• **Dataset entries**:

=== Begin Enclosure ===

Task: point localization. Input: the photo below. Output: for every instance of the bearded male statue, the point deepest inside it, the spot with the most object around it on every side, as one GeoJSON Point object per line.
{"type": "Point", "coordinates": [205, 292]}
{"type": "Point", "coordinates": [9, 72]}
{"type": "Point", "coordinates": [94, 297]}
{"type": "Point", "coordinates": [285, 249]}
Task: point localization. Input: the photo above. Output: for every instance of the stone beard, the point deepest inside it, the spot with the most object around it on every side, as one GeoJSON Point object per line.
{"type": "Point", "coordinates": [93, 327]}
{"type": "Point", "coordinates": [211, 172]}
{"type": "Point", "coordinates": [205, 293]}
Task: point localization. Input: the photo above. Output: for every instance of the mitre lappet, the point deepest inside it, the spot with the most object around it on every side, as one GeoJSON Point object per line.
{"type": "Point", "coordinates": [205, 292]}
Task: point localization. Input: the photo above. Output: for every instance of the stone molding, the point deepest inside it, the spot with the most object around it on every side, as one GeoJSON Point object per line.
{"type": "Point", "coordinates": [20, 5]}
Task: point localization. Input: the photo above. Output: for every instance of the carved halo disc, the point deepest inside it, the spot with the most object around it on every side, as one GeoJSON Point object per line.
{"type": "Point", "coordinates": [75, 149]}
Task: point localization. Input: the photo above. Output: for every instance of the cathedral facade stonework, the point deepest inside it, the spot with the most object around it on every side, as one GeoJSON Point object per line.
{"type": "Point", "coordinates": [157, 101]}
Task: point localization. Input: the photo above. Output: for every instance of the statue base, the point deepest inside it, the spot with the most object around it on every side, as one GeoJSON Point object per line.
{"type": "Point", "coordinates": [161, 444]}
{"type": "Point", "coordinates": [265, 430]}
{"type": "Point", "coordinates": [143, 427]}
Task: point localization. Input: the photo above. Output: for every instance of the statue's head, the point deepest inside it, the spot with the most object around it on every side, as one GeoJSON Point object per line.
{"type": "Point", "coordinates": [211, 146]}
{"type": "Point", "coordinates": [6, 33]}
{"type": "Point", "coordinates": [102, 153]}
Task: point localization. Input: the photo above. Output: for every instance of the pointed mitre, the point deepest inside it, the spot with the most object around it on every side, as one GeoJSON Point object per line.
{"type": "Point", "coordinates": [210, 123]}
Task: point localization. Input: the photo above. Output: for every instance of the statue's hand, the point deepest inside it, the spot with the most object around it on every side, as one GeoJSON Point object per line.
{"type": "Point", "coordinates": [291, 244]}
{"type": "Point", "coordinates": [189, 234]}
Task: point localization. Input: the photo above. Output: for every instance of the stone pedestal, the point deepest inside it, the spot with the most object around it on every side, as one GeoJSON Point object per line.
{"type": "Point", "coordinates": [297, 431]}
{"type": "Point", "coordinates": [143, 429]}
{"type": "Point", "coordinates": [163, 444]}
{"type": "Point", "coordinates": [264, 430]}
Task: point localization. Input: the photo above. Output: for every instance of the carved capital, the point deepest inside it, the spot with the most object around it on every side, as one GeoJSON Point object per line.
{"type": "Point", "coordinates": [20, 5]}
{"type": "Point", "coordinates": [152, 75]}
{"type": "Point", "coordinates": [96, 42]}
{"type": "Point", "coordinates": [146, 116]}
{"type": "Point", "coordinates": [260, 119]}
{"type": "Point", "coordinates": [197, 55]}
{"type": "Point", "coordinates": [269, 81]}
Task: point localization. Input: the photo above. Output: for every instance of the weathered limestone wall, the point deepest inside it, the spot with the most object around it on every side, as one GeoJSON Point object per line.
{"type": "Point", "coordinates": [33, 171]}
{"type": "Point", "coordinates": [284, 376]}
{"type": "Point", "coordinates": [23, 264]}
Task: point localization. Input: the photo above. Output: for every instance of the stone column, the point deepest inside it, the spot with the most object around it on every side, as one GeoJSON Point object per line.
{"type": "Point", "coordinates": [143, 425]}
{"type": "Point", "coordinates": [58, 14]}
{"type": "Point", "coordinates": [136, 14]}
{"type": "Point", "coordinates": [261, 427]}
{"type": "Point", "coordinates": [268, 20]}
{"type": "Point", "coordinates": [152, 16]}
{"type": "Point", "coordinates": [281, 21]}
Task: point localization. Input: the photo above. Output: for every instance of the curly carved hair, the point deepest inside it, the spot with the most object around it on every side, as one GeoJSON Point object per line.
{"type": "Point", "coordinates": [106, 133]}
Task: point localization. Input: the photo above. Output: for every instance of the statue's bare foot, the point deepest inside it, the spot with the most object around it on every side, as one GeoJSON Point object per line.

=== End Enclosure ===

• **What needs to be done**: Transcribe all of the records above without altering anything.

• **Your solution**:
Task: point localization. Input: the photo below. Output: for every instance of the bearded male statue, the point deepest inside it, the spot with the most object around it on every side, as one GeoJSON Point object per line.
{"type": "Point", "coordinates": [205, 292]}
{"type": "Point", "coordinates": [9, 72]}
{"type": "Point", "coordinates": [94, 297]}
{"type": "Point", "coordinates": [285, 249]}
Task: point localization. Input: the photo above. Output: for every instance of the stone beard, the point deepest inside it, the spot with the most object around it on every side, as one GeoJSON Point object per line.
{"type": "Point", "coordinates": [93, 327]}
{"type": "Point", "coordinates": [211, 172]}
{"type": "Point", "coordinates": [205, 293]}
Task: point localization. Input: the photo above. Output: for every instance of the mitre lappet, the point deepest inside it, the spot with the most object around it on every side, as one GeoJSON Point object per line.
{"type": "Point", "coordinates": [205, 292]}
Task: point localization. Input: the photo above. Output: for every instance of the stone molding, the point deepest inside it, the spot with the most object around it on every side, as one GeoJSON Point object per line.
{"type": "Point", "coordinates": [20, 5]}
Task: point localization. Input: the photo above. Output: for every instance of the carved halo disc, the point deepest inside it, the spot with the most object around it on every side, as one GeoJSON Point object per line.
{"type": "Point", "coordinates": [75, 149]}
Task: point localization. Input: the photo above. Output: for every instance of the cathedral facade stonework, the point deepest inside it, the spot with the most object around it on every side, as one GeoJSON Point object per line.
{"type": "Point", "coordinates": [157, 101]}
Task: point localization. Input: the photo above. Output: for every instance of the statue base, the point deepest inside it, the spot with the most object around it on every side, as one GeoJSON Point object per line.
{"type": "Point", "coordinates": [161, 444]}
{"type": "Point", "coordinates": [265, 430]}
{"type": "Point", "coordinates": [143, 427]}
Task: point localization. Input: the photo above. Output: for every instance of the statue's head, the point deepest inside it, the spot with the most object around it on every side, as one GeoJSON Point object per line.
{"type": "Point", "coordinates": [211, 146]}
{"type": "Point", "coordinates": [6, 33]}
{"type": "Point", "coordinates": [102, 153]}
Task: point localization. Input: the photo above. Output: for every instance of the pointed mitre, the point deepest inside it, the spot with the most object around it on every side, as one GeoJSON Point object per line.
{"type": "Point", "coordinates": [210, 123]}
Task: point localization. Input: the photo above. Output: for every instance of the statue's hand, the point deepest inside it, the spot with the most object around it on every side, as one GeoJSON Point object per line.
{"type": "Point", "coordinates": [291, 244]}
{"type": "Point", "coordinates": [189, 234]}
Task: point localization. Input: the photo above. Output: for every instance of the stone pedestal, the point deepest inside it, the spot with the most object around it on every side, as one GeoJSON Point object per line.
{"type": "Point", "coordinates": [297, 431]}
{"type": "Point", "coordinates": [143, 429]}
{"type": "Point", "coordinates": [163, 444]}
{"type": "Point", "coordinates": [264, 430]}
Task: point localization. Input: the photo above. Output: for every instance of the carved capital, the point deepest inside it, the spot with the most object around it on every side, as one GeoJSON Point object per line.
{"type": "Point", "coordinates": [20, 5]}
{"type": "Point", "coordinates": [152, 75]}
{"type": "Point", "coordinates": [96, 42]}
{"type": "Point", "coordinates": [146, 116]}
{"type": "Point", "coordinates": [260, 119]}
{"type": "Point", "coordinates": [197, 55]}
{"type": "Point", "coordinates": [269, 81]}
Task: point localization. Input: the photo above. Output: for every instance of the weathered limestone wall, the point deepest inside it, the spot with the most object around it on every side, as one GeoJSON Point object per line.
{"type": "Point", "coordinates": [33, 171]}
{"type": "Point", "coordinates": [284, 376]}
{"type": "Point", "coordinates": [23, 264]}
Task: point localization. Input: the photo above. Output: for every instance of the stone column, the point deepest inside it, the spot with the most object around it on every side, as one GeoJSON Point object per line.
{"type": "Point", "coordinates": [143, 425]}
{"type": "Point", "coordinates": [58, 14]}
{"type": "Point", "coordinates": [136, 14]}
{"type": "Point", "coordinates": [261, 427]}
{"type": "Point", "coordinates": [268, 20]}
{"type": "Point", "coordinates": [152, 16]}
{"type": "Point", "coordinates": [281, 21]}
Task: point localization. Input: the photo above. Output: for every instance of the curly carved hair, the point deepest inside it, the spot with the most object around it on every side, as one GeoJSON Point object per line.
{"type": "Point", "coordinates": [106, 133]}
Task: point localization. Input: the photo above. Output: for every instance of the statue's bare foot, the point deepest inside it, the spot with the most object around it on every side, as one GeoJSON Point object per line.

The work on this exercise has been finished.